Lütfen yıllık izin dönüşünü anlatan metne göre şu ifadelerin doğru olup olmadığını evet ya da hayır ile belirtin ve her birinin yanına metindeki belirleyici sözleri aynen alıntılayın: 1. Anlatıcı olaylar sırasında yıllık izindeydi. 2. Anlatıcı bileti değiştirip daha erken döndü. 3. Anlatıcı korktuğunu söylüyor.
***** Verilen metin *****
Yıllık izin kullanıyordum.
Alman televizyonu, Alman istihbaratından aldığı görevle, olayları çarpıtarak ve büyüterek veriyor, Tayyip Erdoğan'a vurabilmek için sanki "bütün İstanbul yanmış yıkılmış" gibi bir hava yaratıyordu.
Sağlıklı haber alamıyorduk.
Korkmadım, endişelendim. Kim olsa merak ederdi.
Dostum ve arkadaşım olduğunu sandığım Profesör Ayhan Aktar'ı telefonla aradım, neler olup bittiğini sordum. Ya tatili yarıda kesip hemen dönecektim ya da biletimin tarihinde... Yıllık iznimi yakmak istemezdim doğrusu. Mesele bundan ibarettir.
Olaylar 29 Mayıs 2013 günü başlamış, sözkonusu telefon konuşması onu izleyen günlerde yapıldı, 6 Haziran'da Türkiye'deydim. Bu bilet çok önceden alınmıştı. Değiştirmedim.
Aktar daha sonra benim çok korktuğum palavrasını kendi "paralel çevresine" ısrarla yaymış. Bundan nasıl çarpık bir zevk aldığını anlamış değilim.
Karışık bir adamdır, aynı zamanda hem Fethullahçı, hem ateist, hem de mason, üçü birden nasıl olunuyorsa...
***** Gösterilen bilgiler *****
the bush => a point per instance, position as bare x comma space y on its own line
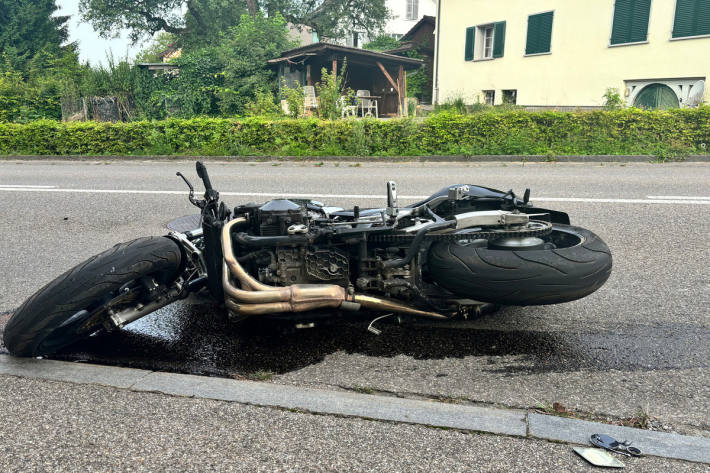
*****
Alıştırma çıktısı:
1. Evet: "Yıllık izin kullanıyordum."
2. Hayır: "Bu bilet çok önceden alınmıştı. Değiştirmedim."
3. Hayır: "Korkmadım, endişelendim."